■ **Required task A**: Print verbatim the entries between the line holding "of the distant" and the line holding "<point>101,66</point>", inclusive.

■ **Source text**:
* begin *

S.G.G. HOLDING S.P.A.

****

TOTAL VOLUNTARY TENDER OFFER PROMOTED BY S.G.G. HOLDING S.P.A. ON THE ORDINARY SHARES OF SAES GETTERS S.P.A.

PRESS RELEASE1

PRESS RELEASE PURSUANT TO ARTICLE 36, OF THE REGULATION ADOPTED BY CONSOB WITH RESOLUTION NO. 11971 OF MAY 14, 1999 AS SUBSEQUENTLY AMENDED AND SUPPLEMENTED (THE "ISSUERS' REGULATIONS")

PROVISIONAL RESULTS OF THE OFFER

ACHIEVEMENT OF A STAKE GREATER THAN 95% OF THE SHARE CAPITAL OF SAES GETTERS S.P.A.

SAES SHARES WILL BE DELISTED FROM LISTING AND TRADING

Milan, 28th June 2024

With reference to the total voluntary public tender offer (the "Offer" or the "Tender Offer") pursuant to Articles 102 et seq. of Legislative Decree No. 58/1998 (the "TUF") promoted by S.G.G. Holding S.p.A. (the "Offeror") on maximum no. 11,731,762 SAES Shares, representing approx. 69.9% of the share capital of SAES Getters S.p.A. (the "Issuer" or "SAES Getters" or "SAES"), the Offeror makes the following announcement.

Capitalized terms used in this press release, unless otherwise defined, are courtesy translations from the Italian language of the same definitions used in the offer document approved by Consob by resolution No. 23118 of May 21, 2024 (the "Offer Document") published on May 23, 2024 and available on the Issuer's website www.saesgetters.com.

The Offeror announces that the Acceptance Period ended on the date hereof and that, based on the provisional results communicated by Intermonte SIM S.p.A. (in its capacity as the Intermediary in Charge of Coordinating the Collection of Subscriptions), no. 10,620,979 SAES Shares, representing approx. 63.28% of the Issuer's share capital and approx. 90.53% of the Shares Subject to the Offer, have been tendered to the Offer, for an overall amount (based on the Consideration of Euro 28,0 per SAES Share) equal to Euro 297,387,412.00.

* end *

■ **Lines of data**:
* begin *

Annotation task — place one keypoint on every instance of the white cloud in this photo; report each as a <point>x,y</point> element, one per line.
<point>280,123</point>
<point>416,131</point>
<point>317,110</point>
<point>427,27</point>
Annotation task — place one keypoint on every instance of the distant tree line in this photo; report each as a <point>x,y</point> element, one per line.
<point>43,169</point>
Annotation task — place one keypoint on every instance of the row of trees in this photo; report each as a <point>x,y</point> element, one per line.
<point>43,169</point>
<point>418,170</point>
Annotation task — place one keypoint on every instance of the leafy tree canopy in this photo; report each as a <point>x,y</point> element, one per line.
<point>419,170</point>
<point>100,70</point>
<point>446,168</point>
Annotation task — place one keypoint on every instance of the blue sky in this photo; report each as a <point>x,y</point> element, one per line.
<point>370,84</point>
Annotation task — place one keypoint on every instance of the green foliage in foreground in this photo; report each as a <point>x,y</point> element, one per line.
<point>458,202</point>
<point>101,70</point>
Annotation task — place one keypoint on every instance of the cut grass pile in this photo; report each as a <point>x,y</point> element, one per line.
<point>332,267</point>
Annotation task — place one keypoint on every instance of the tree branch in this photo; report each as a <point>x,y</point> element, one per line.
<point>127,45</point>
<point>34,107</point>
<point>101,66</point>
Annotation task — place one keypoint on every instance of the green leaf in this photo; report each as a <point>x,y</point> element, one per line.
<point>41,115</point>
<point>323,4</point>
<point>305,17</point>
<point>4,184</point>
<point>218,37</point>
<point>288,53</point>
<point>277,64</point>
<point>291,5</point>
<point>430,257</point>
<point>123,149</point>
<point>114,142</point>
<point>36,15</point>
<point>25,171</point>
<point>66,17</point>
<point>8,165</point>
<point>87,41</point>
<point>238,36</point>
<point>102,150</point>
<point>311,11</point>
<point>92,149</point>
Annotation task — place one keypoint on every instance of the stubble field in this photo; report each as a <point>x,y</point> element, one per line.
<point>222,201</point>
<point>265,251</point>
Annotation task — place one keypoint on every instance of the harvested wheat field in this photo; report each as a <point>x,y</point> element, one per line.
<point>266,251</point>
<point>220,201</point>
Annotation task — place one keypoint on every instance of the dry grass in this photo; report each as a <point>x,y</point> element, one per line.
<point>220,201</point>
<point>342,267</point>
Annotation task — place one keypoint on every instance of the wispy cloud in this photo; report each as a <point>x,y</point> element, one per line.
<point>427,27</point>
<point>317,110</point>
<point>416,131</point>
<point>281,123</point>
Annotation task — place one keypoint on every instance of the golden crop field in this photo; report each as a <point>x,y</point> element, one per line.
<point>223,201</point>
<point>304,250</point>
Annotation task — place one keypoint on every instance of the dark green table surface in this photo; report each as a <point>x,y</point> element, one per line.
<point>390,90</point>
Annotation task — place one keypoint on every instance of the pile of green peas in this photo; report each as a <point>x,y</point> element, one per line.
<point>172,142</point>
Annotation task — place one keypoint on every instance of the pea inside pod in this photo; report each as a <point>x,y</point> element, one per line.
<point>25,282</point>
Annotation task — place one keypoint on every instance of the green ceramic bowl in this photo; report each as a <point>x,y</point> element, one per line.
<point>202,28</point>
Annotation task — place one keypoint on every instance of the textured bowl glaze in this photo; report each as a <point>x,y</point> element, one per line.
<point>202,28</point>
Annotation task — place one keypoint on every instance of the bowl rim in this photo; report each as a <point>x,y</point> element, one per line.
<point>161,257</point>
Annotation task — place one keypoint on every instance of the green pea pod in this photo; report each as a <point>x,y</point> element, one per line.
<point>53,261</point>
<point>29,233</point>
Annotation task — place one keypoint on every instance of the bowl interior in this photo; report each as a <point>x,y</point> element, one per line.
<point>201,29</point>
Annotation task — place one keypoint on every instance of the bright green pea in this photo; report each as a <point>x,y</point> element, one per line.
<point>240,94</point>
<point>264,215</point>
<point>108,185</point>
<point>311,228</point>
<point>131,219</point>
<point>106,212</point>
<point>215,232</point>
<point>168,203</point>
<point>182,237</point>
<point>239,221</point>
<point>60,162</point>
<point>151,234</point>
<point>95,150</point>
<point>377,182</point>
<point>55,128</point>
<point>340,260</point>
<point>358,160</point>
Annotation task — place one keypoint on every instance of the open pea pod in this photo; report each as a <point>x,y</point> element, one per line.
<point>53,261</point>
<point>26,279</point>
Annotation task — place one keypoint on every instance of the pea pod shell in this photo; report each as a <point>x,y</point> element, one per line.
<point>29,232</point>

* end *

■ **Required task B**: List every calendar date that appears in the tender offer press release.

■ **Full solution A**:
Annotation task — place one keypoint on every instance of the distant tree line in this photo; report each as a <point>x,y</point> element, one per line.
<point>43,169</point>
Annotation task — place one keypoint on every instance of the row of trees in this photo; report each as a <point>x,y</point> element, one per line.
<point>43,169</point>
<point>418,170</point>
Annotation task — place one keypoint on every instance of the leafy tree canopy in this photo; report each as a <point>x,y</point> element, one per line.
<point>419,170</point>
<point>100,70</point>
<point>446,168</point>
Annotation task — place one keypoint on every instance of the blue sky in this photo; report each as a <point>x,y</point> element, one per line.
<point>370,84</point>
Annotation task — place one keypoint on every instance of the green foliage in foreground in this photo; report each as a <point>x,y</point> element, one per line.
<point>458,202</point>
<point>101,70</point>
Annotation task — place one keypoint on every instance of the cut grass pile in this photo; report each as a <point>x,y</point> element, one per line.
<point>332,267</point>
Annotation task — place one keypoint on every instance of the tree branch in this photo; report each as a <point>x,y</point> element, one per line.
<point>127,45</point>
<point>34,107</point>
<point>101,66</point>

■ **Full solution B**:
May 14, 1999
28th June 2024
May 21, 2024
May 23, 2024